(To be done)
1. Translate this sentence from the page on the analog stage into Spanish: "We feed the current from the phototransistor into a transimpedance amplifier, and the output goes into the ADC."
2. According to the page on the analog stage, at what current does the constant-current supply run the IR LED?

(Source document)
::::

Analog Stage Theory of Operation - jkominek/piano-conversion GitHub Wiki
The short version for electrical engineers is that the CNY70 is a combination IR LED and IR-sensitive phototransistor. We feed the current from the phototransistor into a transimpedance amplifier, and the output goes into the ADC.
The rest of the document attempts to expand on how things work, but there's only so much I can cram into this, or care to cram into it. For additional background:
- find some basic electronics book here
- Operational amplifier @ Wikipedia
- Transimpedance amplifier @ Wikipedia
- TI has a number of app notes on everything relevant.
The CNY70
There are more details on the CNY70 itself on my other wiki page. We'll address briefly how it fits in.
In this design, the IR LED is powered by a constant-current supply, running at 20mA, in the form of the LED power board. We can simplify that down to a current loop for our purposes here.
The phototransistor acts/is a normal transistor, but instead of having the base brought out as a pin, the junction is exposed to light, so that photons can take the place of electrical current. As photons flow in, electronics are permitted to flow from the collector (CNY70 pin 3) to the emitter (CNY70 pin 4). We know from fig 5 of the CNY70 data sheet that more photons flowing in increases the current flowing through the transistor. (Why do we know that? The reflective target and everything else relevant is held steady as the LED forward current is changed. That affects how many photons are emitted; everything else constant, that means more hit the phototransistor.)
We can also see from fig 6 that for a fixed photon count, changing Vce (the voltage between collector and emitter) increased the current flow. Note, also, while we're looking at it, all of the annoying curvy nonlinearity of that relationship.
If Vce drops too low, relative to our incoming photons, our current through the phototransistor can drop, potentially to zero.
Transimpedance amplifier
The current flowing through the phototransistor ends up in the node labeled "F" in the schematic. By Kirchoff's Current Law, that current has to exit node F. The op amp inputs ("-", pin 1, and "+", pin 2) are ultra-high impedance (gigaohms, potentially, depending on the exact opamp chosen), so ~0 current is flowing into them. Thus, it must flow backwards through Rf. At that point, it can't flow into the ADC input, those are also very high impedance. So it flows into the op amp's "output", pin 3. From there the op amp will sink it to ground.
The op amp will adjust the voltage at the output pin in an attempt to keep the voltage between its two input pins at 0V. We know what Vref is, because we choose that, and nothing here can affect it. We "know" the current flowing out of the phototransistor (Ipt), and we know the resistor value (Rf). Output voltage = Vref - Rf * Ipt. As an example, if Vref is 2.0V, Rf is 2kOhm, and Ipt is 10uA, then the output voltage is 2.0V - 2000ohm * .00001A = 1.8V. More current will further lower the output voltage, as the op amp works to sink all of that current despite the voltage drop of the feedback resistor, Rf.

::::

(Data section)
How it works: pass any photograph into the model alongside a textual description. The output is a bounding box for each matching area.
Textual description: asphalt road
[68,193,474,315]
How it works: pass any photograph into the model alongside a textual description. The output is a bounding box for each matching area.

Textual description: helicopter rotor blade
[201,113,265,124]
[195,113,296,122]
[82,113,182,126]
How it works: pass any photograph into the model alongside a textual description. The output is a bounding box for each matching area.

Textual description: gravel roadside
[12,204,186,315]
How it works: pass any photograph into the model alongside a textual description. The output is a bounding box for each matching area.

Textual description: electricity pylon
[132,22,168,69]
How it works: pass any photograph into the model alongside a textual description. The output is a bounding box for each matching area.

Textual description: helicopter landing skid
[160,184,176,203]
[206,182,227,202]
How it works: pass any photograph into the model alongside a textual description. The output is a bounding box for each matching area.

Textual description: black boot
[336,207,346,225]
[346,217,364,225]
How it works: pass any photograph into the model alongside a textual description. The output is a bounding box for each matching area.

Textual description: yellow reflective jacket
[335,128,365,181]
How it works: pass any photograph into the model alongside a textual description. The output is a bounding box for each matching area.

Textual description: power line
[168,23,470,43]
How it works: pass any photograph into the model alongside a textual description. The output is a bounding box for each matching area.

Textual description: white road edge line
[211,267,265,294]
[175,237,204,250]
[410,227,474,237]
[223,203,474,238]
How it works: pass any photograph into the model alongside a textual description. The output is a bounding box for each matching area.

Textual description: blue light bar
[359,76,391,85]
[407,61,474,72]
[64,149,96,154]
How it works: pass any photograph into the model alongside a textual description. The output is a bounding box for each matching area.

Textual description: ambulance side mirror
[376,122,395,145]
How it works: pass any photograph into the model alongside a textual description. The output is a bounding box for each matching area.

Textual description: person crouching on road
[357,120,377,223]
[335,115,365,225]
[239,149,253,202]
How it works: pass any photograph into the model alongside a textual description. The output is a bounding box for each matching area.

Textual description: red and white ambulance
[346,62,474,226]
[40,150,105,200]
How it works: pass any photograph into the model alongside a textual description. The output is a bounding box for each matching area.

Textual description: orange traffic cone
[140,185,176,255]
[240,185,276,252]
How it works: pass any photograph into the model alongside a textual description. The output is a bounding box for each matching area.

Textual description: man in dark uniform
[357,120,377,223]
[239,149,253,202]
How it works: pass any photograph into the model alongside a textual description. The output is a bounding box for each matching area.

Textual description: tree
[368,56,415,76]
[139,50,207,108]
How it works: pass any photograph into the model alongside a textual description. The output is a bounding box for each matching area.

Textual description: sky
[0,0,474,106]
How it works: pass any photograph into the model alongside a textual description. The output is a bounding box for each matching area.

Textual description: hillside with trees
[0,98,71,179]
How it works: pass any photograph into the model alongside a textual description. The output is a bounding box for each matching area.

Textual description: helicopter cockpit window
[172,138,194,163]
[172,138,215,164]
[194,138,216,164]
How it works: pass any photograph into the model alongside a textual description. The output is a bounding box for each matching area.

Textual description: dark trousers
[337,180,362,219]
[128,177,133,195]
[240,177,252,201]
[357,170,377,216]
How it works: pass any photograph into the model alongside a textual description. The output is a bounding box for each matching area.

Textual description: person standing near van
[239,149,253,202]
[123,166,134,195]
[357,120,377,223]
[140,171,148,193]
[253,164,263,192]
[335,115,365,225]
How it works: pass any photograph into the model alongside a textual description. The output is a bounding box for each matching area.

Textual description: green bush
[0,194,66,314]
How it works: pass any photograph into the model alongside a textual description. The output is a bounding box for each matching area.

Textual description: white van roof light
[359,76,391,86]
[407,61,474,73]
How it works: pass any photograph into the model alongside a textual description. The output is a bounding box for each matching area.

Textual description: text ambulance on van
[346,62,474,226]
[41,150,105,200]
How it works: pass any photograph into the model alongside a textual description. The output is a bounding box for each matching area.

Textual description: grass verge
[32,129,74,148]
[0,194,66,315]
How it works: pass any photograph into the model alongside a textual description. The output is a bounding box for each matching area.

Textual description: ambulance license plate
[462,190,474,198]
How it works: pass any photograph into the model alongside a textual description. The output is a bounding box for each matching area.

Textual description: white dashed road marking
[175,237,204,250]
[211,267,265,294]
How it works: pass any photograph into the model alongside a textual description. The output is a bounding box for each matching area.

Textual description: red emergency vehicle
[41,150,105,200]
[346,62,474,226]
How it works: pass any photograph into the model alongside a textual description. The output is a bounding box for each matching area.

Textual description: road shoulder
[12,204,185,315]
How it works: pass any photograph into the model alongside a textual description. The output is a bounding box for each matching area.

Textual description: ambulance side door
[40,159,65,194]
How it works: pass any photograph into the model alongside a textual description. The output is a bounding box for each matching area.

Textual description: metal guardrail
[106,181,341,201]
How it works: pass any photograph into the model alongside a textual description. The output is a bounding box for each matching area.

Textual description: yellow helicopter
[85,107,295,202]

::::

(Answer set)
1. Introducimos la corriente del fototransistor en un amplificador de transimpedancia, y la salida va al ADC.

2. 20mA